======== SOURCE ========

This is the view of David Bishop, leader of PricewaterhouseCoopers' risk assessment services practices in the UK, a man who spends his working life identifying how much trouble spreadsheets are causing to the organisations that use them.

Bishop and his colleague Grant Waterfall recently collaborated with the software trade body BASDA to produce a report exploring the implications of the US Sarbanes-Oxley Act on financial software and reporting practices in the UK. In this interview, they expand on their findings and offer some practical suggestions on how to minimise spreadsheet risks.

The reason BASDA approached PwC for the Sarbanes-Oxley research was because of the firm's well known interest in the area. One of most contentions areas of internal control revolves around spreadsheets, says Bishop: "When you do inventory on them, it's pretty normal to encounter thousands of spreadsheets. We come across them because companies are trying to comply with section 404, but that would be a concern for anyone. A couple of million orphan IDs isn't good whether or not you have to comply with s404."

How the risks arise
As many users will be aware, spreadsheets can cause financial control problems because they lack any in-built structure or controls.

Change control is a basic building block of assurance, and something that Excel lacks. "If a spreadsheet sits on the desktop of someone who has just a little knowledge of how to operate and configure it, that's a dangerous environment if the application it's being used for is business critical," Bishop explains.

"You can very quickly corrupt spreadsheets by altering very little of the content. And that's extremely hard to trace. If you've got no means of verifying them, or no audit process surrounding them, that's a massive risk.

"More often than not, you turn the handle and process it and models are far too complex for people to understand what comes out at the other end."

Where the spreadsheet dangers lurk
Spreadsheet use is so widespread, and the uses to which they are applied are so varied that the PwC risk assessors struggle to pick out particular problem areas. Technology risk specialist Grant Waterfall comments, "Normally you find spreadsheets in the financial reporting arena. Alarm bells go off if you find 20,000 spreads within a centralised financial reporting function. If you find that many, you've got to start asking questions - why are the financial systems not producing the information management needs?"

Bishop warms to the theme. "It starts focusing your mind if you find that people are using spreadsheets for things like billing, which they're not designed to do."

========

• **SHORT TASK 1**: Retype the spreadsheet risk interview word for word, from its first line to its last.
The interview on spreadsheet risks and the entries after it are unrelated.

======== ENTRIES ========

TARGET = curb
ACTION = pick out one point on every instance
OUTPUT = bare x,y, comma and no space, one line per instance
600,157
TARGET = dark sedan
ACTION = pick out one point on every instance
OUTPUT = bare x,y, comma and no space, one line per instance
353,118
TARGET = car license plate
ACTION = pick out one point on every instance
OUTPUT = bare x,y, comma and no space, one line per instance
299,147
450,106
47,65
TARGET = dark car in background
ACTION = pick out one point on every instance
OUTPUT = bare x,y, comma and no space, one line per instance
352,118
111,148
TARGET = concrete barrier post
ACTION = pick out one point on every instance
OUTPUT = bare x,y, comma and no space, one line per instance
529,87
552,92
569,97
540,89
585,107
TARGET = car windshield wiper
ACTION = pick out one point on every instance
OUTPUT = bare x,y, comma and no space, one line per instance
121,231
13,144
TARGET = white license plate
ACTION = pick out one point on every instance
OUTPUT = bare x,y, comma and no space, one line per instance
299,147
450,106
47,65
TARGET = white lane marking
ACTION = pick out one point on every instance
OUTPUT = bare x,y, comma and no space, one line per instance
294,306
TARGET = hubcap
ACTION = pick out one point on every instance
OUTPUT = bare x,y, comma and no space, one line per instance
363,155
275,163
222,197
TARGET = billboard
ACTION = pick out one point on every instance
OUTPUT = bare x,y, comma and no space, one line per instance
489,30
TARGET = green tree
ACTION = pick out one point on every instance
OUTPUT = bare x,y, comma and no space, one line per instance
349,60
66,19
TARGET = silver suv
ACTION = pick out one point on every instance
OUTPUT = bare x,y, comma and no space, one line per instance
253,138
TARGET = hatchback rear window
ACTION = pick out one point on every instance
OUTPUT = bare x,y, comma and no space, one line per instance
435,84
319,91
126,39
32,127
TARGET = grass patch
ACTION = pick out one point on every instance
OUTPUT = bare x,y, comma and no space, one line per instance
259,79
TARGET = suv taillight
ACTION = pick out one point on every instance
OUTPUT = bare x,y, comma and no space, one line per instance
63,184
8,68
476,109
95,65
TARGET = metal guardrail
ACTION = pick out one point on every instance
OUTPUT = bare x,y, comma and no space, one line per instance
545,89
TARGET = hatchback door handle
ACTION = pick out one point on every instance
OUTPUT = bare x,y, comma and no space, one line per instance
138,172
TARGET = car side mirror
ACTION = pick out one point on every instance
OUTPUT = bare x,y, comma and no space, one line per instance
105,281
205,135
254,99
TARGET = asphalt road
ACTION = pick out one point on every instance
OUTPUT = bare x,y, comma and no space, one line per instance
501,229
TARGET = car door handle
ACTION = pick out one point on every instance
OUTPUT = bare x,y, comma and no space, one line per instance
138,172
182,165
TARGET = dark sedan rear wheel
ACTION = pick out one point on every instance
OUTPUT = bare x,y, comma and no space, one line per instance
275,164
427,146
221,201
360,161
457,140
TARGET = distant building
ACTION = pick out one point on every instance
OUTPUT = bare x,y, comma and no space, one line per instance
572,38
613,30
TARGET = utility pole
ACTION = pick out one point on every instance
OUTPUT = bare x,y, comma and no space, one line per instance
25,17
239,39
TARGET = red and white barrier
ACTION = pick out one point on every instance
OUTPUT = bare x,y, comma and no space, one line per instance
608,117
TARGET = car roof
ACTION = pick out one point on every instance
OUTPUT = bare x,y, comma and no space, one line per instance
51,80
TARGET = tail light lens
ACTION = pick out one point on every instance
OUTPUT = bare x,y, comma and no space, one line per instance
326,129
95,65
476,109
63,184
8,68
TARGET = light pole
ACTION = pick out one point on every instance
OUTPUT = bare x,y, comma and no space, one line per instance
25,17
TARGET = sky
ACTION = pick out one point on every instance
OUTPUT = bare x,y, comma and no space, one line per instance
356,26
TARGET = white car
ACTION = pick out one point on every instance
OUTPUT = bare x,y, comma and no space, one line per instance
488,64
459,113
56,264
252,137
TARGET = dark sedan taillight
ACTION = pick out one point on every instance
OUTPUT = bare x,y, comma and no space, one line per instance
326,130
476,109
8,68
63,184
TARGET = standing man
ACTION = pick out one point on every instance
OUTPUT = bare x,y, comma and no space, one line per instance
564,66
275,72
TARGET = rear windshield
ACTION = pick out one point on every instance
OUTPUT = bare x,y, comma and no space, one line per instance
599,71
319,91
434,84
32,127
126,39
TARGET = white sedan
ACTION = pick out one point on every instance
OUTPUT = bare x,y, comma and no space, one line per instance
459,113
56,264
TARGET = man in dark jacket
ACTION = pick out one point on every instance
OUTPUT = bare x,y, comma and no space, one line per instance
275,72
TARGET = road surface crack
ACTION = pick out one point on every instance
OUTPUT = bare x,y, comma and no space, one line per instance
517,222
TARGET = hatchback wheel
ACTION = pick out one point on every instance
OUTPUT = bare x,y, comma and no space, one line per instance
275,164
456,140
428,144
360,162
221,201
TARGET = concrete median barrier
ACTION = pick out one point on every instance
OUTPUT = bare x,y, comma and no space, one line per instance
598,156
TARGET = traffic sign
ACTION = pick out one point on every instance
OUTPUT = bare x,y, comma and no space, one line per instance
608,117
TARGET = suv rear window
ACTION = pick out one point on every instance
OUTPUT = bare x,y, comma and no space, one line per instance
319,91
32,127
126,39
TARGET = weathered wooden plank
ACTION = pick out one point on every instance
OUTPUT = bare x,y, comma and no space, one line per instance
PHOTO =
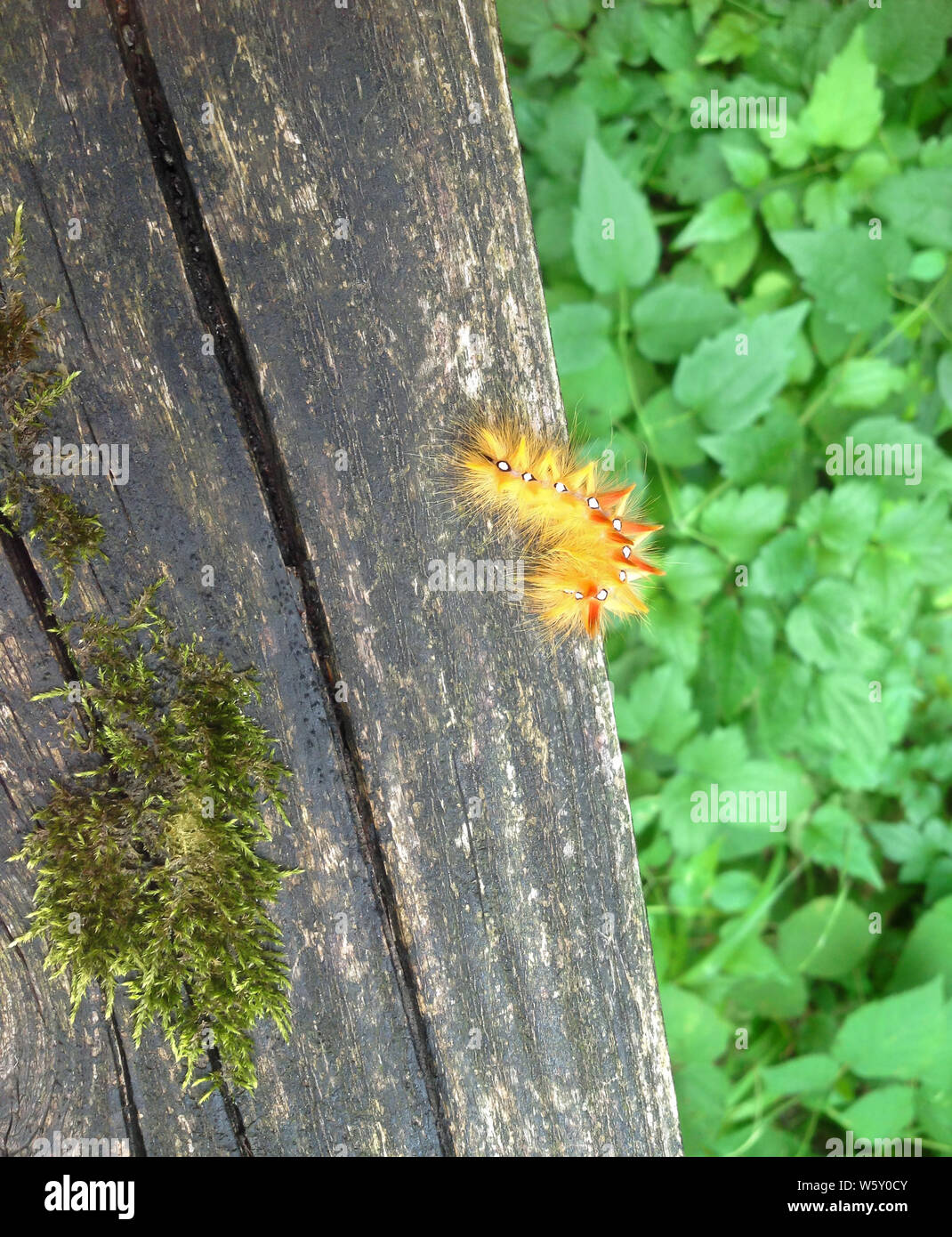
72,149
360,174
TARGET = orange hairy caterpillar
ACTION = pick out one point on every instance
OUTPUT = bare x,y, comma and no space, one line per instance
580,541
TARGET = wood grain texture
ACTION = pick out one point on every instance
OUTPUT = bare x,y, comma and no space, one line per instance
360,176
70,148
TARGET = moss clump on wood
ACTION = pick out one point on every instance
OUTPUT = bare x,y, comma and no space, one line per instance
30,506
149,872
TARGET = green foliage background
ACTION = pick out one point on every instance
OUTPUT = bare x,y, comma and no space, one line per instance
765,684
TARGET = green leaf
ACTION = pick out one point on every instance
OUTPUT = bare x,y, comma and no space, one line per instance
822,627
599,396
570,13
812,1074
672,431
834,839
786,565
523,21
907,44
658,709
846,272
882,1113
898,1037
670,37
722,218
763,452
609,206
843,519
846,105
694,573
730,36
824,939
617,32
552,54
673,318
727,390
916,203
735,891
739,646
739,521
748,167
927,950
927,265
580,336
727,261
866,383
847,732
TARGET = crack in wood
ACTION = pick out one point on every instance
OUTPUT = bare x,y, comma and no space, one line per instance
218,314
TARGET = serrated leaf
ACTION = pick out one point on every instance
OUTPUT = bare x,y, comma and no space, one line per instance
613,239
729,390
846,105
898,1037
674,318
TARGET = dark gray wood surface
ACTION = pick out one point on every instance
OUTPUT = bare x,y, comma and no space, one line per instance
462,799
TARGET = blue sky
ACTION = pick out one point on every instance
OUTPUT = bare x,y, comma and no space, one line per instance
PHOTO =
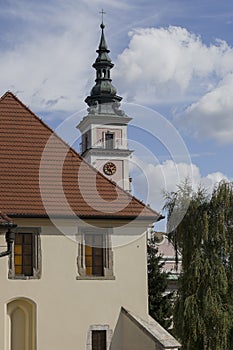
173,59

========

• **SHORT TASK 2**: Pick out every line in the entries that contains the string "taillight", and copy each one unchanged.

• **SOLUTION 1**:
This is the view of David Bishop, leader of PricewaterhouseCoopers' risk assessment services practices in the UK, a man who spends his working life identifying how much trouble spreadsheets are causing to the organisations that use them.

Bishop and his colleague Grant Waterfall recently collaborated with the software trade body BASDA to produce a report exploring the implications of the US Sarbanes-Oxley Act on financial software and reporting practices in the UK. In this interview, they expand on their findings and offer some practical suggestions on how to minimise spreadsheet risks.

The reason BASDA approached PwC for the Sarbanes-Oxley research was because of the firm's well known interest in the area. One of most contentions areas of internal control revolves around spreadsheets, says Bishop: "When you do inventory on them, it's pretty normal to encounter thousands of spreadsheets. We come across them because companies are trying to comply with section 404, but that would be a concern for anyone. A couple of million orphan IDs isn't good whether or not you have to comply with s404."

How the risks arise
As many users will be aware, spreadsheets can cause financial control problems because they lack any in-built structure or controls.

Change control is a basic building block of assurance, and something that Excel lacks. "If a spreadsheet sits on the desktop of someone who has just a little knowledge of how to operate and configure it, that's a dangerous environment if the application it's being used for is business critical," Bishop explains.

"You can very quickly corrupt spreadsheets by altering very little of the content. And that's extremely hard to trace. If you've got no means of verifying them, or no audit process surrounding them, that's a massive risk.

"More often than not, you turn the handle and process it and models are far too complex for people to understand what comes out at the other end."

Where the spreadsheet dangers lurk
Spreadsheet use is so widespread, and the uses to which they are applied are so varied that the PwC risk assessors struggle to pick out particular problem areas. Technology risk specialist Grant Waterfall comments, "Normally you find spreadsheets in the financial reporting arena. Alarm bells go off if you find 20,000 spreads within a centralised financial reporting function. If you find that many, you've got to start asking questions - why are the financial systems not producing the information management needs?"

Bishop warms to the theme. "It starts focusing your mind if you find that people are using spreadsheets for things like billing, which they're not designed to do."

• **SOLUTION 2**:
TARGET = suv taillight
TARGET = dark sedan taillight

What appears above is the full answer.